What is expected> Below are the records. Transcribe them exactly.

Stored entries
BEGIN

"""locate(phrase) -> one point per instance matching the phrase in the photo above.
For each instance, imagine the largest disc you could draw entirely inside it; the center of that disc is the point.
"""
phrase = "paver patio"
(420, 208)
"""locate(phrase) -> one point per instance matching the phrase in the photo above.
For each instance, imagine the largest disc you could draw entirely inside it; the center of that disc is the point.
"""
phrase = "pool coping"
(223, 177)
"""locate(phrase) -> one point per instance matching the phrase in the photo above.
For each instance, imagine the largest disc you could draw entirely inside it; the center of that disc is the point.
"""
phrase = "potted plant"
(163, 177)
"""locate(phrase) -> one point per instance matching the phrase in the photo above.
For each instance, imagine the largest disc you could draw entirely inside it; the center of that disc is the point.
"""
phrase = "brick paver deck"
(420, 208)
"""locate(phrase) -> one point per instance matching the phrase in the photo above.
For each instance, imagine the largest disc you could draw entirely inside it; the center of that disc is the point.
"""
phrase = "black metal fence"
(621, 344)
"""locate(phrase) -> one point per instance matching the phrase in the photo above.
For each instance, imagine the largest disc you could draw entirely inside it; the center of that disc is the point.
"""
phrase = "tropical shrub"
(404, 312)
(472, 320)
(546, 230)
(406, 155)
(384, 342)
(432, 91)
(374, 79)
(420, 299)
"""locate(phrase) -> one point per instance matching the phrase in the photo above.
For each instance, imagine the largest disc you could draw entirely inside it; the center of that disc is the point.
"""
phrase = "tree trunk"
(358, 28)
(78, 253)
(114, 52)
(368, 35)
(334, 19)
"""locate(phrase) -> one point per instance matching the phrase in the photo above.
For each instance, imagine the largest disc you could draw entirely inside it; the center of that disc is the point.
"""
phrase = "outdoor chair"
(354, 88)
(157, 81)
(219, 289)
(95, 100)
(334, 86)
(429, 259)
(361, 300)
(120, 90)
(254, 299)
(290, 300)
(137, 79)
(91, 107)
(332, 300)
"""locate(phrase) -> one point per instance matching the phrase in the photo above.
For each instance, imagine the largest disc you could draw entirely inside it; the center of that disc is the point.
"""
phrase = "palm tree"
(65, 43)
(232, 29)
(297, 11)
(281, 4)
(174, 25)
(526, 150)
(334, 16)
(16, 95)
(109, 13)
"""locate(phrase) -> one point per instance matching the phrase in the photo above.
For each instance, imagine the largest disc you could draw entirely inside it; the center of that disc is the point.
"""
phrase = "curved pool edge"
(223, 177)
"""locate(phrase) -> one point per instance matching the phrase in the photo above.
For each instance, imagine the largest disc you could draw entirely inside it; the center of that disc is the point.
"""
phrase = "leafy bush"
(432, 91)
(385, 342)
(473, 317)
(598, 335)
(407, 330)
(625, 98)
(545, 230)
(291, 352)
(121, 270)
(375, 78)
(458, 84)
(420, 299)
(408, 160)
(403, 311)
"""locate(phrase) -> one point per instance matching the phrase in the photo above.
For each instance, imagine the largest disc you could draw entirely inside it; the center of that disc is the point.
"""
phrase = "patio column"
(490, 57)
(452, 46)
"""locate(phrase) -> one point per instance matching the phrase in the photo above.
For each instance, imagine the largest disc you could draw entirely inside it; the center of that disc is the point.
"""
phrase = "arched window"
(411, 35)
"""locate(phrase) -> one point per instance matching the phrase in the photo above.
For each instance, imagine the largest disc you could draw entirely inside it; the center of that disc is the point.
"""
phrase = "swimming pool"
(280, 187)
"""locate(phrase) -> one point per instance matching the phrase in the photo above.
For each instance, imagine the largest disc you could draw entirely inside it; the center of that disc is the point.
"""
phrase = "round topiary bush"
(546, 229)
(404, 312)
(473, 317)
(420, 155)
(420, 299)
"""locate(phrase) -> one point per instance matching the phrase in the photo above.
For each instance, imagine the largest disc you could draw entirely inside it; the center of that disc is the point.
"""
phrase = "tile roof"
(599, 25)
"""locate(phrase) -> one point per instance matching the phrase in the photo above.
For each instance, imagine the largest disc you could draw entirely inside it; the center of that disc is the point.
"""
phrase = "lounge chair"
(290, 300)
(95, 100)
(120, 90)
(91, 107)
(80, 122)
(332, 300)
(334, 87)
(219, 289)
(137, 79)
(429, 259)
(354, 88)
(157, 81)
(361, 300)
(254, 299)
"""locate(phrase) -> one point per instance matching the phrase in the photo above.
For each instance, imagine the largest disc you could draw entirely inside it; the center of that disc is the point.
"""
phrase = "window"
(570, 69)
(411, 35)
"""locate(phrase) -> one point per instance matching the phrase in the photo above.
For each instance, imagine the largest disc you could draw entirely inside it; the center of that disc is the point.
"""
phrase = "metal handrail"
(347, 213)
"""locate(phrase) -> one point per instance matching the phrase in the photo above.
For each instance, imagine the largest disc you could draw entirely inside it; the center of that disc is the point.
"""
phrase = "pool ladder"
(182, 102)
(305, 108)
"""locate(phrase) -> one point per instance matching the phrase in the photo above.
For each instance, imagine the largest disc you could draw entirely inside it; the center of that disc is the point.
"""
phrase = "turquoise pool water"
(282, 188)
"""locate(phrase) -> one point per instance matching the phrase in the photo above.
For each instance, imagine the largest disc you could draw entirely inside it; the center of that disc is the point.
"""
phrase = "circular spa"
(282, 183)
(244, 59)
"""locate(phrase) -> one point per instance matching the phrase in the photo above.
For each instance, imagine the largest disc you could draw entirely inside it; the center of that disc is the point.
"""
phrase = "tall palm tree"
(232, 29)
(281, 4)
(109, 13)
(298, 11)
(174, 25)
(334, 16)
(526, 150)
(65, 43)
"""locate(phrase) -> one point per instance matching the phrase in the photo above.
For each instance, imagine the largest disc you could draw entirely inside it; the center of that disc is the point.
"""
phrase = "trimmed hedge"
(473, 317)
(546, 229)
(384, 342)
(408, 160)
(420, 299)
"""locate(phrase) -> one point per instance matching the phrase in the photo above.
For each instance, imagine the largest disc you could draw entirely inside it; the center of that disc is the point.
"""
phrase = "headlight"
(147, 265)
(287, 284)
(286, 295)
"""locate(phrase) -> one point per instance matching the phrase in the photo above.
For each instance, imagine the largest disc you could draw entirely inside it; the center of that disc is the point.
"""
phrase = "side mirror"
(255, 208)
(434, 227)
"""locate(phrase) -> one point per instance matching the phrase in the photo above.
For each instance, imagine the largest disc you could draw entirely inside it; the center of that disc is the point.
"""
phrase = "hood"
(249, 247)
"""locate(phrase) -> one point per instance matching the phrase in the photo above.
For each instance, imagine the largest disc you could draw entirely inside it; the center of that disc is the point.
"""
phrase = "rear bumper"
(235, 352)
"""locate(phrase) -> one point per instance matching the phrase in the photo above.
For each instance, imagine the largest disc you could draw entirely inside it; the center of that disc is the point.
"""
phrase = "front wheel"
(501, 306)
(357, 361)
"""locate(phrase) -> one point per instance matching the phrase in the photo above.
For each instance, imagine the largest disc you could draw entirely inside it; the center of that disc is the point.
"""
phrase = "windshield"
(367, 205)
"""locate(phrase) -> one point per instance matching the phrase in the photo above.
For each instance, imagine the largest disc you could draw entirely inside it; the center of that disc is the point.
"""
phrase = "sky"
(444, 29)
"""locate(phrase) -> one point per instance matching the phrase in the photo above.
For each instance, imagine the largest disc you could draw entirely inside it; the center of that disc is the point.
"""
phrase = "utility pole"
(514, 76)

END

Solution for this problem>
"""locate(phrase) -> one point per instance matching the phrase in the photo above.
For each instance, imagine the largest disc you could draw entirely inside it; the center of that disc is the point.
"""
phrase = "paver patio"
(420, 208)
"""locate(phrase) -> one point per instance matching the phrase in the photo above.
For each instance, imagine the largest disc you could draw entirely inside it; the center of that disc is the point.
"""
phrase = "pool coping"
(223, 177)
"""locate(phrase) -> one point per instance matching the phrase in the photo above.
For each instance, imagine the largest disc you could draw entirely inside it; the center of that disc is the point.
"""
phrase = "potted plant"
(163, 177)
"""locate(phrase) -> one point per instance matching the phrase in the photo above.
For each instance, imagine the largest disc you could draw entirely inside it; the center of that disc is the point.
"""
phrase = "brick paver deck"
(420, 208)
"""locate(phrase) -> one point per instance matching the phrase in the photo above.
For each instance, imagine the largest disc you could draw entirely inside it; the center of that disc is the point.
"""
phrase = "black metal fence"
(621, 344)
"""locate(phrase) -> one point per instance matching the phrase in the photo above.
For each instance, imagine the largest disc you could draw entirely inside it; the center of that disc is the point.
"""
phrase = "tropical shrub"
(404, 312)
(472, 320)
(546, 230)
(406, 155)
(384, 342)
(432, 91)
(374, 79)
(420, 299)
"""locate(phrase) -> one point per instance matching the phrase in the photo above.
For each instance, imagine the largest disc you could draw entirely inside it; the center of that disc is the point.
"""
phrase = "tree trunk"
(358, 28)
(78, 253)
(114, 52)
(368, 35)
(334, 19)
"""locate(phrase) -> one point per instance matching the phrase in the photo above.
For each instance, imagine the largest disc you could draw entirely inside it; the center of that disc is the point.
"""
phrase = "outdoor chair"
(354, 88)
(157, 81)
(219, 289)
(95, 100)
(334, 86)
(429, 259)
(361, 300)
(120, 90)
(254, 299)
(290, 300)
(137, 79)
(91, 107)
(332, 300)
"""locate(phrase) -> one point per instance matching the phrase in the photo above.
For each instance, imagine the largest disc you could draw entirely inside it; the center of that disc is the point.
"""
phrase = "palm tree"
(65, 43)
(232, 29)
(297, 11)
(281, 4)
(174, 25)
(526, 150)
(334, 16)
(16, 95)
(109, 13)
"""locate(phrase) -> one point per instance matching the phrase in the photo above.
For each instance, imagine the largest disc you could draw entirely inside it; the center of that disc is the point.
"""
phrase = "curved pool edge"
(223, 177)
"""locate(phrase) -> one point per instance matching the phrase in the photo above.
For each instance, imagine the largest disc you could draw entirely inside it; the center of that disc is the point.
"""
phrase = "leafy bush"
(432, 91)
(385, 342)
(473, 317)
(598, 335)
(407, 330)
(625, 98)
(545, 230)
(291, 352)
(121, 270)
(375, 78)
(458, 84)
(420, 299)
(408, 160)
(403, 311)
"""locate(phrase) -> one point per instance matching the phrase in the photo above.
For each instance, imagine the largest disc you could draw entirely inside it; the center of that disc is the point.
"""
phrase = "patio column"
(490, 57)
(452, 46)
"""locate(phrase) -> one point per instance matching the phrase in the photo above.
For each instance, imagine the largest disc you could draw entirely inside it; the center of that disc is the point.
"""
phrase = "arched window"
(411, 35)
"""locate(phrase) -> one point per instance matching the phrase in the photo above.
For each instance, imagine the largest disc you could draw entirely inside it; the center of that disc is the point.
"""
phrase = "swimming pool"
(280, 187)
"""locate(phrase) -> one point per instance matching the phrase in the photo above.
For each instance, imagine the largest disc you could draw entirely inside it; the center of that disc is the point.
"""
phrase = "round topiary bush"
(546, 229)
(404, 312)
(473, 317)
(420, 155)
(420, 299)
"""locate(phrase) -> one point per instance matching the phrase in the photo above.
For each instance, imagine the largest disc you could draw entirely inside it; the center of that disc is the point.
"""
phrase = "tile roof"
(599, 25)
"""locate(phrase) -> one point per instance matching the phrase in the photo above.
For each instance, imagine the largest disc you could draw entirely inside it; the center of that disc is the point.
"""
phrase = "lounge chair"
(290, 300)
(95, 100)
(120, 90)
(91, 107)
(80, 122)
(332, 300)
(334, 87)
(219, 289)
(137, 79)
(429, 259)
(354, 88)
(157, 81)
(361, 300)
(254, 299)
"""locate(phrase) -> one point per instance matching the phrase in the photo above.
For each instance, imagine the largest disc you could draw entirely inside it; the center of that disc is the point.
"""
phrase = "window"
(570, 69)
(411, 35)
"""locate(phrase) -> one point per instance matching the phrase in the photo above.
For each instance, imagine the largest disc you could draw entirely inside it; the center of that disc is the point.
"""
phrase = "metal handrail"
(347, 213)
"""locate(phrase) -> one point per instance matching the phrase in the photo above.
For each instance, imagine the largest disc you could draw entirely inside it; the center of that disc is the point.
"""
phrase = "pool ladder"
(182, 102)
(305, 108)
"""locate(phrase) -> one point per instance matching the phrase in the photo above.
For each instance, imagine the largest disc you could draw entirely inside it; the center of that disc is the point.
"""
phrase = "turquoise pool water"
(282, 188)
"""locate(phrase) -> one point per instance matching the phrase in the photo above.
For each instance, imagine the largest disc you could draw entirely inside it; the center of that disc is the point.
"""
phrase = "circular spa"
(282, 183)
(244, 59)
"""locate(phrase) -> one point per instance matching the phrase in the photo above.
For each instance, imagine the largest disc you could draw entirely inside it; the center of that disc is the point.
"""
phrase = "tall palm tree"
(232, 29)
(281, 4)
(109, 13)
(298, 11)
(174, 25)
(334, 16)
(526, 150)
(65, 43)
"""locate(phrase) -> one point per instance matching the phrase in the photo above.
For each instance, imagine the largest disc you could draw entirely inside it; the center of that disc is the point.
"""
phrase = "trimmed hedge"
(473, 317)
(546, 229)
(384, 342)
(408, 160)
(420, 299)
"""locate(phrase) -> one point per instance matching the phrase in the photo above.
For each instance, imagine the largest disc you could draw entirely inside it; the center of that disc is the point.
"""
phrase = "headlight"
(147, 265)
(287, 284)
(286, 295)
"""locate(phrase) -> one point per instance matching the phrase in the photo above.
For each instance, imagine the largest disc you could draw entirely inside it; the center of that disc is the point.
"""
phrase = "side mirror"
(255, 208)
(434, 227)
"""locate(phrase) -> one point per instance matching the phrase in the photo above.
For each instance, imagine the largest disc you could draw entirely inside it; the center of that disc is the point.
"""
phrase = "hood"
(249, 247)
"""locate(phrase) -> one point per instance matching the phrase in the photo above.
For each instance, imagine the largest disc you could draw entirely inside it; the center of that disc is the point.
"""
phrase = "rear bumper"
(235, 352)
"""locate(phrase) -> one point per instance matching the phrase in the photo above.
For each instance, imagine the largest disc you could draw entirely inside it; the center of that disc is the point.
"""
phrase = "front wheel"
(501, 306)
(357, 361)
"""locate(phrase) -> one point per instance matching the phrase in the photo above.
For each instance, imagine the largest disc you could draw entirely inside it; the center of that disc is the point.
"""
phrase = "windshield"
(367, 205)
"""locate(phrase) -> one point per instance matching the phrase in the photo above.
For each instance, imagine the largest disc you could draw entirely inside it; the center of that disc is the point.
"""
phrase = "sky"
(444, 29)
"""locate(phrase) -> one point per instance matching the phrase in the photo above.
For each instance, imagine the largest disc you could draw entirely inside it; the center of that disc is the point.
"""
phrase = "utility pole"
(514, 76)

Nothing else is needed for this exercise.